Records from a dataset

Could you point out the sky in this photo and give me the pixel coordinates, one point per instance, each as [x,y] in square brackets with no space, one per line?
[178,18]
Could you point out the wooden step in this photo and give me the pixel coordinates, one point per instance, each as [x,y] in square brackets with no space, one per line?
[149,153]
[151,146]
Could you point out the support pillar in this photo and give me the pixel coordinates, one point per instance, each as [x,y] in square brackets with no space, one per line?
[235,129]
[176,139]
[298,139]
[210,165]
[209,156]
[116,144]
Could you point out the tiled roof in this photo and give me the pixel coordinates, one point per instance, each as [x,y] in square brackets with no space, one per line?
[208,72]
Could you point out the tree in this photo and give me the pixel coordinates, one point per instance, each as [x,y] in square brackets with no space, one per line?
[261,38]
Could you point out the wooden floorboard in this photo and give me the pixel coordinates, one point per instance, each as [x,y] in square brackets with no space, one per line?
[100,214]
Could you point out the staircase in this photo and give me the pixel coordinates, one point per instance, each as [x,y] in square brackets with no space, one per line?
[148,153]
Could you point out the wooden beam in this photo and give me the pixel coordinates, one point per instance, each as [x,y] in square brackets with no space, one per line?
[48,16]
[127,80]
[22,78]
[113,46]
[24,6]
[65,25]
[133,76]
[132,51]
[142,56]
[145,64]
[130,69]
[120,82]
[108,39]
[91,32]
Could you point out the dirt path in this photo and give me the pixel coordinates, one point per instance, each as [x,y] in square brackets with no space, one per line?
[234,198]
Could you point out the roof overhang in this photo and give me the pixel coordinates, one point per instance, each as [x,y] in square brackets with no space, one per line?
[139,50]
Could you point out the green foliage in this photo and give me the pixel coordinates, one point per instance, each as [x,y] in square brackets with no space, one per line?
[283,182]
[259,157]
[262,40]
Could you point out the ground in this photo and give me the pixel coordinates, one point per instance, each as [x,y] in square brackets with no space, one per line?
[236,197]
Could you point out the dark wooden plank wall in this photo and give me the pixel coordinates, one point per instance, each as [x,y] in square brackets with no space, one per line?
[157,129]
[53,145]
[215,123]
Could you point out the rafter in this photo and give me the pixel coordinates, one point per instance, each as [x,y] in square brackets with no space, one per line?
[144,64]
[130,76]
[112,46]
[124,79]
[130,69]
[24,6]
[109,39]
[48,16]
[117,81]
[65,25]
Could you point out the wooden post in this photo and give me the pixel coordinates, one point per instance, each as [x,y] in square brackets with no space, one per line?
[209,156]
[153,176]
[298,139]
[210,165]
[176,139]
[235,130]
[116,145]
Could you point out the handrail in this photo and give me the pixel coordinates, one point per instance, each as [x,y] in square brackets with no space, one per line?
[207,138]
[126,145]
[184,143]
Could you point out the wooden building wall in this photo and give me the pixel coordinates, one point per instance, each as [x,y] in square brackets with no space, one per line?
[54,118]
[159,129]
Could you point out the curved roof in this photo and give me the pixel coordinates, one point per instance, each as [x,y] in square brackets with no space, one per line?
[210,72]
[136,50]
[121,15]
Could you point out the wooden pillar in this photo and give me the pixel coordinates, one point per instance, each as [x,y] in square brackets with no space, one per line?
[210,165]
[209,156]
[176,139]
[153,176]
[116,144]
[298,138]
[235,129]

==

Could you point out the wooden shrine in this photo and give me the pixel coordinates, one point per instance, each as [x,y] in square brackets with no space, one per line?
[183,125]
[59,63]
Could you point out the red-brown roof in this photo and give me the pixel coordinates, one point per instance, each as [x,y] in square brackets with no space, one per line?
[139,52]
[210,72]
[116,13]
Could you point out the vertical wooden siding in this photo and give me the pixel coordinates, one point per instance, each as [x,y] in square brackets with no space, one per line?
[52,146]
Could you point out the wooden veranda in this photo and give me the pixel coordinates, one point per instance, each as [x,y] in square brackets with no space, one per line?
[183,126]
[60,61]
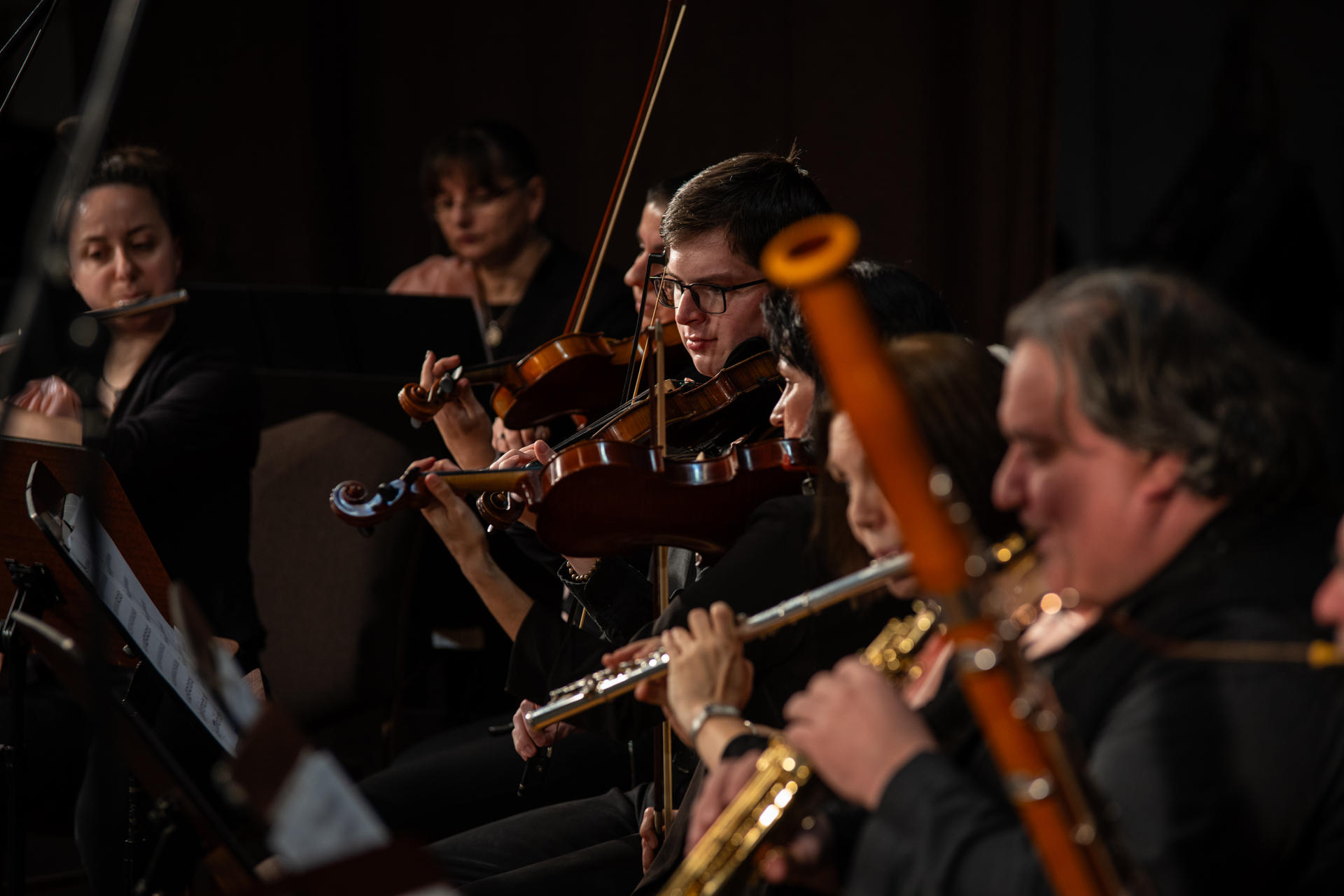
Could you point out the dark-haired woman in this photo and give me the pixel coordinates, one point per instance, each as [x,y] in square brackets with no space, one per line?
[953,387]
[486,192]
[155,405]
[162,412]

> _REQUEST_
Gather every line of the data above that contains the string "pillar", and list those lines in full. Case counts.

> _CORRECT OUTPUT_
Could you point out the support pillar in this photo and give me the pixel coordinates, one point per instance, each as [x,y] in square brackets with no space, one per line?
Could you point out the wooden pillar in this photo and give me the pixel coordinates, one point per instance, each as [x,y] in square brackets with no space, one per line?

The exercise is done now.